説明

ビニルピロリドン系重合体およびその製造方法

【課題】アルカリ溶液中でもK値の変化が小さいビニルピロリドン系重合体およびその製造方法を提供する。
【解決手段】ビニルピロリドンモノマーを溶液中でラジカル重合開始剤を用いて重合させるビニルピロリドン系重合体の製造方法において、ビニルピロリドンモノマーと亜硫酸塩を含む溶液を調製し、この溶液に10時間半減期温度が60℃以下のアゾ系開始剤を連続的又は断続的に添加することにより重合を行う。本製造方法により50℃で3ヶ月間保管後のK値の変化率が3%以下であるビニルピロリドン系重合体が得られる。

【発明の詳細な説明】
【技術分野】
【0001】
本発明は、ビニルピロリドン系重合体およびその製造方法に関する。
【背景技術】
【0002】
ビニルピロリドン系重合体は一般に経時的な劣化を起こし、K値や色相等が変化する。K値とは、ドイツの化学者フィケンチャーにより提案された重合度を表わす定数である。ビニルピロリドン系重合体の製造時には開始剤あるいは連鎖移動剤として過酸化水素を使用する場合があるが、このような方法で得られるビニルピロリドン系重合体は特にアルカリ溶液中での経時的なK値の変化が大きく、問題となっている。
【0003】
これに対しビニルピロリドン系重合体の貯蔵安定性を向上させる手法として、重合体と接触する気相中の酸素濃度を50000ppm以下にする方法(特開2001−2880号公報)や、酸化防止剤を配合する方法(特開2001−192457号公報)などが提案されているが、いずれも効果は不十分であり、根本的な解決には至っていない。

__提示記録__
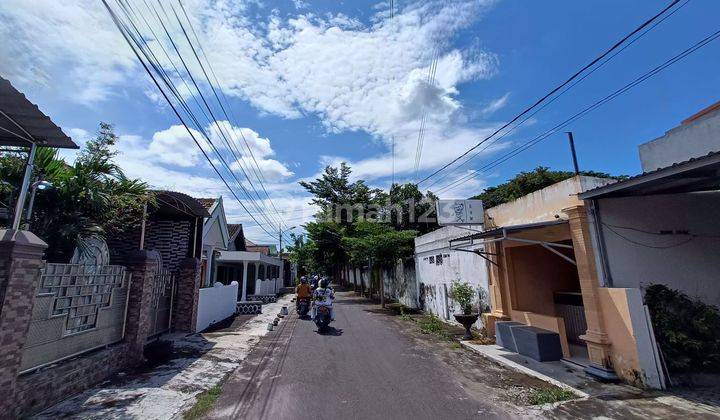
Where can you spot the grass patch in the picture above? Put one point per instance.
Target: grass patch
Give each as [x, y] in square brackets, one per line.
[430, 325]
[550, 395]
[445, 335]
[204, 403]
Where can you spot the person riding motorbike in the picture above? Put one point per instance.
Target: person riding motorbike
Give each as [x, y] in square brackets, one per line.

__課題と練習__
(a) ビニルピロリドン系重合体の説明文によれば、K値を提案したのは誰か。
(b) 次の(i)〜(iii)がビニルピロリドン系重合体の説明文の内容と合うかどうか、それぞれ「はい」か「いいえ」で答え、判断の根拠となる本文の語句をそのまま引用せよ。
(i) 溶液に添加するアゾ系開始剤は、10時間半減期温度が60℃以下のものである。
(ii) 過酸化水素を使う方法で得たビニルピロリドン系重合体は、アルカリ溶液中でのK値の経時変化が小さい。
(iii) 酸化防止剤を配合する方法によって、問題は根本的に解決された。
(c) ビニルピロリドン系重合体の説明文を、最後の文の後から書き継げ。
記録は別の出典から取ったものである。

__想定解答__
(a) ドイツの化学者フィケンチャー。

(b)
(i) はい。「10時間半減期温度が60℃以下のアゾ系開始剤」
(ii) いいえ。「特にアルカリ溶液中での経時的なK値の変化が大きく」
(iii) いいえ。「いずれも効果は不十分であり、根本的な解決には至っていない」

(c)
【特許文献1】特開2001−2880号公報
【特許文献2】特開2001−192457号公報
【発明の開示】
【発明が解決しようとする課題】
【0004】
本発明は上記に鑑みてなされたものであり、貯蔵安定性が向上したビニルピロリドン系重合体を提供することを目的とし、特にアルカリ溶液中でもK値の変化が小さいビニルピロリドン系重合体およびその製造方法を提供することを目的とする。
【課題を解決するための手段】
【0005】
本発明者らは上記課題を解決するために種々の検討を行った結果、ポリマー末端に亜硫酸を組み込む連鎖移動剤を使用し、かつアゾ系開始剤を連続的あるいは断続的に添加することにより、アルカリ溶液中でも保存安定性が極めて良好なビニルピロリドン系重合体が得られることを見出し、本発明の完成に至った。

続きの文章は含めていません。